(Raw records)
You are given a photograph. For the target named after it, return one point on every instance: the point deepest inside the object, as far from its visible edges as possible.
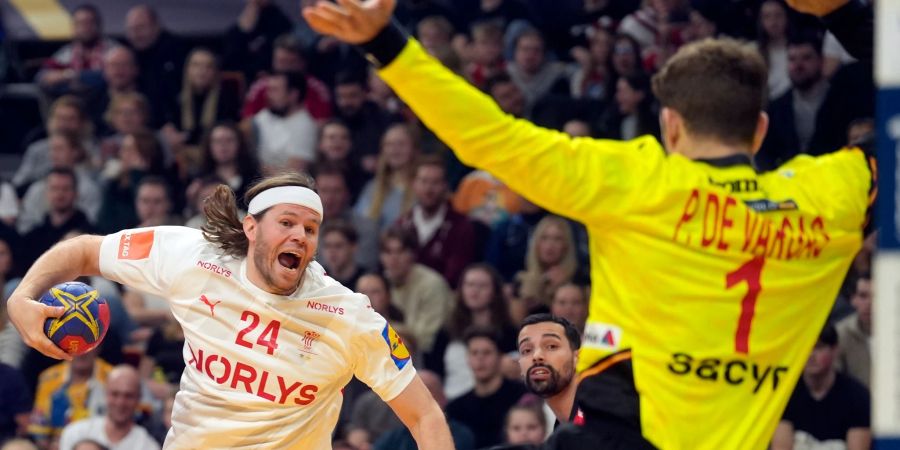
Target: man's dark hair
(475, 332)
(828, 336)
(296, 81)
(494, 80)
(66, 172)
(406, 236)
(718, 86)
(572, 334)
(289, 42)
(341, 226)
(91, 9)
(802, 38)
(345, 77)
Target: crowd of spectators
(143, 126)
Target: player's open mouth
(539, 373)
(289, 260)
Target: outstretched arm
(64, 262)
(418, 410)
(571, 177)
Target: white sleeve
(381, 360)
(147, 259)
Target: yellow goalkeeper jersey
(712, 279)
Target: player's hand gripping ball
(83, 325)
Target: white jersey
(263, 370)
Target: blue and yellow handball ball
(83, 325)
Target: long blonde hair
(384, 173)
(533, 282)
(224, 227)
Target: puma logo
(212, 305)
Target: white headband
(297, 195)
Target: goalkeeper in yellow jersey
(710, 281)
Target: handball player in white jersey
(270, 340)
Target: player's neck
(819, 385)
(562, 403)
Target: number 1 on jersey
(751, 272)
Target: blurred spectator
(331, 184)
(160, 57)
(658, 22)
(532, 72)
(594, 77)
(15, 401)
(375, 286)
(486, 54)
(508, 244)
(827, 409)
(226, 155)
(772, 42)
(285, 132)
(338, 252)
(248, 44)
(548, 349)
(859, 130)
(88, 444)
(485, 199)
(525, 425)
(420, 292)
(626, 56)
(577, 128)
(203, 101)
(503, 11)
(116, 429)
(399, 438)
(9, 205)
(66, 152)
(67, 114)
(570, 301)
(335, 148)
(288, 56)
(390, 195)
(439, 228)
(140, 156)
(550, 262)
(479, 302)
(62, 215)
(153, 203)
(484, 407)
(435, 34)
(68, 392)
(77, 65)
(798, 123)
(363, 117)
(18, 444)
(633, 113)
(120, 72)
(507, 94)
(855, 335)
(127, 113)
(701, 25)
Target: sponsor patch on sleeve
(399, 353)
(135, 246)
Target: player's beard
(555, 383)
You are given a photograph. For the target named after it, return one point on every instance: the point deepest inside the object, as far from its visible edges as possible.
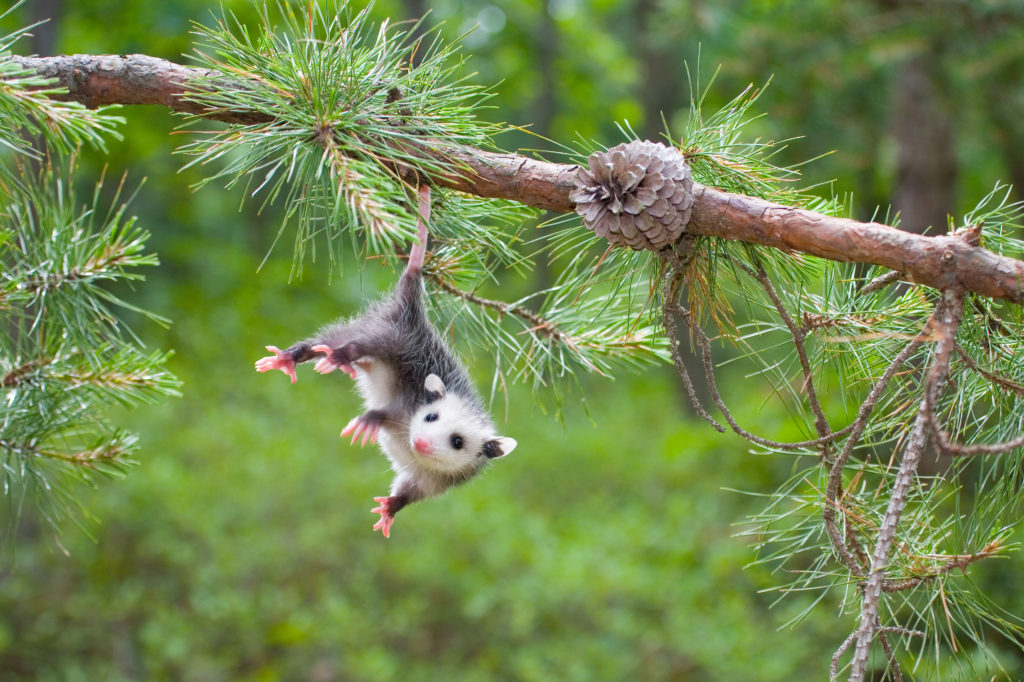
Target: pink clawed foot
(358, 426)
(326, 365)
(386, 519)
(279, 360)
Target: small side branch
(939, 261)
(539, 325)
(947, 317)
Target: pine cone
(638, 195)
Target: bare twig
(891, 656)
(671, 312)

WHAT IS REQUIRED: Omit every picture, and otherwise quote the entries exactly.

ANSWER:
You are given a photograph. For the target named after it, return one point on every instance: the point deepest inside the object, as far from its visible edges as possible.
Target: man's dark hair
(475, 332)
(828, 336)
(296, 81)
(494, 80)
(66, 172)
(406, 236)
(718, 86)
(572, 334)
(289, 42)
(341, 226)
(91, 9)
(802, 38)
(345, 77)
Target: crowd of spectators
(143, 126)
Target: player's open mouth
(539, 373)
(289, 260)
Target: outstretched arm
(64, 262)
(418, 410)
(571, 177)
Target: white sleeve
(381, 360)
(147, 259)
Target: yellow goalkeeper jersey
(712, 279)
Target: player's hand gripping ball
(83, 325)
Target: white jersey
(263, 370)
Target: blue and yellow handball ball
(83, 325)
Target: long blonde hair
(384, 173)
(533, 282)
(224, 227)
Target: puma logo
(212, 305)
Target: white headband
(297, 195)
Target: goalkeeper in yellow jersey
(710, 281)
Target: handball player in white jersey
(270, 340)
Target: player's neck
(819, 385)
(562, 403)
Target: number 1 on jersey
(751, 272)
Target: blurred spectator
(331, 184)
(160, 57)
(658, 22)
(532, 72)
(594, 77)
(15, 401)
(375, 286)
(486, 54)
(508, 244)
(827, 409)
(226, 155)
(772, 42)
(285, 132)
(338, 252)
(248, 44)
(548, 349)
(859, 130)
(88, 444)
(485, 199)
(525, 425)
(420, 292)
(626, 56)
(577, 128)
(203, 101)
(503, 11)
(116, 429)
(399, 438)
(9, 205)
(66, 152)
(67, 114)
(570, 301)
(335, 148)
(288, 56)
(390, 195)
(439, 228)
(140, 156)
(550, 262)
(479, 302)
(62, 215)
(153, 203)
(484, 407)
(435, 34)
(68, 392)
(77, 65)
(798, 123)
(363, 117)
(18, 444)
(633, 113)
(120, 72)
(507, 94)
(855, 335)
(127, 113)
(701, 25)
Target: sponsor patch on sleeve
(399, 353)
(135, 246)
Target: player's beard
(555, 383)
You are given a photograph. For the target named after it, return one point on every instance: the point deepest inside the object, as far from its visible edges as possible.
Target: pink clawed foot
(358, 426)
(326, 365)
(386, 519)
(279, 360)
Target: small side branch
(939, 261)
(539, 325)
(947, 317)
Target: pine cone
(638, 195)
Target: bare twig
(891, 656)
(671, 312)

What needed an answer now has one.